Excerpts of location labeling data
<<<<
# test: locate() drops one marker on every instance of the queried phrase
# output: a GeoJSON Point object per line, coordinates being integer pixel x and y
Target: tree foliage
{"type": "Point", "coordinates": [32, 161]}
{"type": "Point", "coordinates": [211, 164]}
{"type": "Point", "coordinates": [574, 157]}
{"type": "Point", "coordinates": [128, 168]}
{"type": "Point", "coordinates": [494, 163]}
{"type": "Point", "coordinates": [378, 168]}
>>>>
<<<<
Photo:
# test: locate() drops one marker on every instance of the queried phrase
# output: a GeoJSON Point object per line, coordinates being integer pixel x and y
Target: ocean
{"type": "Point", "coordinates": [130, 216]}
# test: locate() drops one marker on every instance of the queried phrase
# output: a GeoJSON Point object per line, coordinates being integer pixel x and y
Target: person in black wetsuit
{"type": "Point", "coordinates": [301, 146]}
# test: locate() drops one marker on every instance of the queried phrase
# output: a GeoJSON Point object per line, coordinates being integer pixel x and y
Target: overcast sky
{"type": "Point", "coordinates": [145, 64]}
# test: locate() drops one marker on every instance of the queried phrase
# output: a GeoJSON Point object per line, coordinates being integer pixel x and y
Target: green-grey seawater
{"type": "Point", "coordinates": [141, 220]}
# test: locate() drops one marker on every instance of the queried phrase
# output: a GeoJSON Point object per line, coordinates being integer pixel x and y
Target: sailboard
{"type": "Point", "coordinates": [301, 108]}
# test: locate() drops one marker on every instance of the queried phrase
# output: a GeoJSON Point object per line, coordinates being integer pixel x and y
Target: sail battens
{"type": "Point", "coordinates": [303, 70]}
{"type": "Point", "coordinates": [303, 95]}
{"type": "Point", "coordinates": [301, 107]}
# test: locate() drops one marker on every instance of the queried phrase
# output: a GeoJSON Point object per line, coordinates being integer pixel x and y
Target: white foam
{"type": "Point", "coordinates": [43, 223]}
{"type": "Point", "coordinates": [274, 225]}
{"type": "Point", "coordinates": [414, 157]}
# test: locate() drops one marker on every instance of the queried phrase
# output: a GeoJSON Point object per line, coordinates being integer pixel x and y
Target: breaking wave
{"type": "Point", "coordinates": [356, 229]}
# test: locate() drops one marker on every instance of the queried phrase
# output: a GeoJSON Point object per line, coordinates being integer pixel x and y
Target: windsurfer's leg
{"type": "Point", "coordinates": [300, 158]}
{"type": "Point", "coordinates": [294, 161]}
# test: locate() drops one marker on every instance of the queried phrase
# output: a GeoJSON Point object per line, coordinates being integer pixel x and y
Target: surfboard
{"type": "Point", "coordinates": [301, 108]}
>>>>
- [REQUIRED WORK]: Which lines of the listing above contain the string "Target", matching case exactly? Copy each such line.

- [SOLUTION TO THE PROBLEM]:
Target: tree foliage
Target: ocean
Target: person in black wetsuit
Target: overcast sky
Target: green-grey seawater
Target: sailboard
Target: sail battens
Target: white foam
Target: breaking wave
Target: windsurfer's leg
Target: surfboard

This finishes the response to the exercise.